Task prompt
Tally the lines of the records that contain the string "leafy", matching case exactly, and give only the number.

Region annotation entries
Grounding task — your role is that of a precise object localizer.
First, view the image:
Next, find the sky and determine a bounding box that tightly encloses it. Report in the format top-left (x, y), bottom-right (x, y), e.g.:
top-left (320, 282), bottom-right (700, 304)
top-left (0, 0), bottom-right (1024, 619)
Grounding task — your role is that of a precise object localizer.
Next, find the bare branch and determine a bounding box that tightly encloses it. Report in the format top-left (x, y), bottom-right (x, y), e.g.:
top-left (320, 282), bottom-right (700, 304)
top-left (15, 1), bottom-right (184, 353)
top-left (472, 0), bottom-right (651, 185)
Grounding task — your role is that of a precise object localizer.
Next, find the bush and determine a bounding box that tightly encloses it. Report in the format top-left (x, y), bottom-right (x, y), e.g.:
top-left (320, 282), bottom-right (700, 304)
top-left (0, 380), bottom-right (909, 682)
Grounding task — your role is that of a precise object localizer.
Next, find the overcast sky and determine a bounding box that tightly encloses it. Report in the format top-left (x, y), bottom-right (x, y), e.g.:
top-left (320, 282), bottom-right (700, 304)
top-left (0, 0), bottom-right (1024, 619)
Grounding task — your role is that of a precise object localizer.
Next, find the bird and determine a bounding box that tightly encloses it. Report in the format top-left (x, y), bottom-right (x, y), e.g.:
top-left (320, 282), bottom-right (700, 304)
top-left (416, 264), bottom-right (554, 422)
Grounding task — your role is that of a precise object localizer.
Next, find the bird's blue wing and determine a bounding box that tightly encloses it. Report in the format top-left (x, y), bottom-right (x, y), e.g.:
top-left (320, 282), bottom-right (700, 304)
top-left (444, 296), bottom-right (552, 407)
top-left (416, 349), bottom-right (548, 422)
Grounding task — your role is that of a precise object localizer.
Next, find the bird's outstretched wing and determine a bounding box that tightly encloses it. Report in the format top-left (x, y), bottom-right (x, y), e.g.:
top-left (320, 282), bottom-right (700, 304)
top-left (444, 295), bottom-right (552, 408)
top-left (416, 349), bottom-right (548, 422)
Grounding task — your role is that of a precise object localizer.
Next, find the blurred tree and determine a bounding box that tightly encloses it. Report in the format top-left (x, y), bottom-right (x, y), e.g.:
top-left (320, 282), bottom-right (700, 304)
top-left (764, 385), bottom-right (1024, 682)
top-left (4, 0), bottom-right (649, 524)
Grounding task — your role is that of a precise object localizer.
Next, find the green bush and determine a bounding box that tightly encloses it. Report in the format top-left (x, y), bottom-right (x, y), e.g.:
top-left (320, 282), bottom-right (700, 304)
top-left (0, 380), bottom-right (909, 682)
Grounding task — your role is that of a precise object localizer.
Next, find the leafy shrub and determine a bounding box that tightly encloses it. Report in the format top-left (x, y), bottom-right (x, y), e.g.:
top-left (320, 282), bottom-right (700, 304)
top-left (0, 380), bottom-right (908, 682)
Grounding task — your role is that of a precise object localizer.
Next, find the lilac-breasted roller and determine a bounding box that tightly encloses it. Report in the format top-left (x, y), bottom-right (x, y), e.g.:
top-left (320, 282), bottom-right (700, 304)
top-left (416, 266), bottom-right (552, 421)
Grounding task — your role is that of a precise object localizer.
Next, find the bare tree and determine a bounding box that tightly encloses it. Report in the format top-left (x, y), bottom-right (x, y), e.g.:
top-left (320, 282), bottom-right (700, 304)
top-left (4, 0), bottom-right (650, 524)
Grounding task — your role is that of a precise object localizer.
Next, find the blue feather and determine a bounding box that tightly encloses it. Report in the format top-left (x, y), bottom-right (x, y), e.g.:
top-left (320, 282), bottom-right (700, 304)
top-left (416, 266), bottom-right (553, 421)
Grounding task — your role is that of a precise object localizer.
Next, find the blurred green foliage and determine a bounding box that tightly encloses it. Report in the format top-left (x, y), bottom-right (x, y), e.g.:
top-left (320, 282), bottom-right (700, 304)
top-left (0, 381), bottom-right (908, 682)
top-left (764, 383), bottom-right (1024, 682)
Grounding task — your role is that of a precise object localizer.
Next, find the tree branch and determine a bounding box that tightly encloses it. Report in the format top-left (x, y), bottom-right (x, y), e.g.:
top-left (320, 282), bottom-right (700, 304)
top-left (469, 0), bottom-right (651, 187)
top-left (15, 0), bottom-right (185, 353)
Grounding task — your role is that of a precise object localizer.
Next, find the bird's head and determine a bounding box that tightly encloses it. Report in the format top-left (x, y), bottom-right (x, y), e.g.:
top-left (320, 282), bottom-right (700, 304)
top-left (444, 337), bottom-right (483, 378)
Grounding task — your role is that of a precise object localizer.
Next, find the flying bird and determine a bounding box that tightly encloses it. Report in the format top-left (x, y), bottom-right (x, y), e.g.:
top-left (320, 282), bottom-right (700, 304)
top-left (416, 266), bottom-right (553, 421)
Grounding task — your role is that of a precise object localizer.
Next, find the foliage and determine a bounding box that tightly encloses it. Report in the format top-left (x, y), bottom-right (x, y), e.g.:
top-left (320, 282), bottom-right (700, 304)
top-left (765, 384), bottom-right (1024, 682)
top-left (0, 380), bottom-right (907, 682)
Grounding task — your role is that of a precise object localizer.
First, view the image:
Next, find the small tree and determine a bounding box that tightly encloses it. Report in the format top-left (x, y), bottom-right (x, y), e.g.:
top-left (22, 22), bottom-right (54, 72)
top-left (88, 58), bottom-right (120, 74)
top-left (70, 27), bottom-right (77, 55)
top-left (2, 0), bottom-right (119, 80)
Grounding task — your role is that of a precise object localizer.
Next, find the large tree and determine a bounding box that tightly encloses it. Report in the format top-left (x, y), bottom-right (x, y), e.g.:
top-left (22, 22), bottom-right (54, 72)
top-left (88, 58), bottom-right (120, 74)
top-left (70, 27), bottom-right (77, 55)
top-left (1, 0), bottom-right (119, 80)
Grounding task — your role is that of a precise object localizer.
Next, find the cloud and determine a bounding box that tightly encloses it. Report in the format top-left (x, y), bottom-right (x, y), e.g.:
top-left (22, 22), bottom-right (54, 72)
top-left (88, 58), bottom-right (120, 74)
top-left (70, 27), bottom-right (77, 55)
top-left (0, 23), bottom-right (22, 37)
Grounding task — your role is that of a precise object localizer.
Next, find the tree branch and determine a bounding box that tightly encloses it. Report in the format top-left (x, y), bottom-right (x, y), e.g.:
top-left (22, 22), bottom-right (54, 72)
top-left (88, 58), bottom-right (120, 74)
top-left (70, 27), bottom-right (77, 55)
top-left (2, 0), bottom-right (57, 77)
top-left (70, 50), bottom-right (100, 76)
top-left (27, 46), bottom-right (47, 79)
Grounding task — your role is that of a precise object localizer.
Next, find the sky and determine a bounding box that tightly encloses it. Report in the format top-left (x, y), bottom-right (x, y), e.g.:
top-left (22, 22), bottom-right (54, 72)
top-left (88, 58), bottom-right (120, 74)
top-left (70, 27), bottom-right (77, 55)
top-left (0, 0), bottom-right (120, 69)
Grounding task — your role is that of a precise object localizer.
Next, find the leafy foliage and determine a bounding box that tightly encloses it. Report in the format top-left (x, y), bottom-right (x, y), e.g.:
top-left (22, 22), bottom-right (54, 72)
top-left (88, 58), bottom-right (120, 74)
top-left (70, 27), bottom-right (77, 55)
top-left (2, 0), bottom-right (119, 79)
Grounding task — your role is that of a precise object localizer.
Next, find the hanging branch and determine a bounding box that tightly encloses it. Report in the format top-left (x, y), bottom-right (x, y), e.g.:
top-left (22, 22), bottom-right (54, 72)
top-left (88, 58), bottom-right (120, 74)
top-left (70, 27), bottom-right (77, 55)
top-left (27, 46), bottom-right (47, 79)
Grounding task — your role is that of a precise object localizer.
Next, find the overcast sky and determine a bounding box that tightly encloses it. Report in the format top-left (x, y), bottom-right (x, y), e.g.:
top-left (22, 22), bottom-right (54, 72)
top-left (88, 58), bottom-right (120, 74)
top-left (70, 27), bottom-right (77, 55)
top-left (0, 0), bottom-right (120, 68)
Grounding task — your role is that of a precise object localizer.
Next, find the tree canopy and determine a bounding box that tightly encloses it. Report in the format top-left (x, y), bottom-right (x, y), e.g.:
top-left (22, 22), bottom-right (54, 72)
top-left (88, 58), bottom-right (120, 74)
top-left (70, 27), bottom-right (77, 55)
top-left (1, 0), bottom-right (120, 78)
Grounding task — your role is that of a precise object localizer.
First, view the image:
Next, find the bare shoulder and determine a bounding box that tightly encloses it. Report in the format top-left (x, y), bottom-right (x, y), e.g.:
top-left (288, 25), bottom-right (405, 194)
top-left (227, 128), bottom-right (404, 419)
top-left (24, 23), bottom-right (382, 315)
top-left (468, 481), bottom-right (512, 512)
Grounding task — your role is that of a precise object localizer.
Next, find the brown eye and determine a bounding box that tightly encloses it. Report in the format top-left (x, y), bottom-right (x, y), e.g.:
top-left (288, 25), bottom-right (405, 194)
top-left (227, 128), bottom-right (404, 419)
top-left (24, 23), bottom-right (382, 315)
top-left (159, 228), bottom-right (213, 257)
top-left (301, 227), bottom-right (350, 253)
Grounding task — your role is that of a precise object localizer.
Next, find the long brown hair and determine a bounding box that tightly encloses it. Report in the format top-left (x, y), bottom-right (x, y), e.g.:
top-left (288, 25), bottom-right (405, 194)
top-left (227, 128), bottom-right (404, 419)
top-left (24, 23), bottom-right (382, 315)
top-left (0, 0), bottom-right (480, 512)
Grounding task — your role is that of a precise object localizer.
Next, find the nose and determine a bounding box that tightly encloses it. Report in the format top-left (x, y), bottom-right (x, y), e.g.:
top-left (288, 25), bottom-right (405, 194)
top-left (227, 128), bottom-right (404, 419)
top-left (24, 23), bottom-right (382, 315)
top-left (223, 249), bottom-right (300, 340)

Answer to this task
2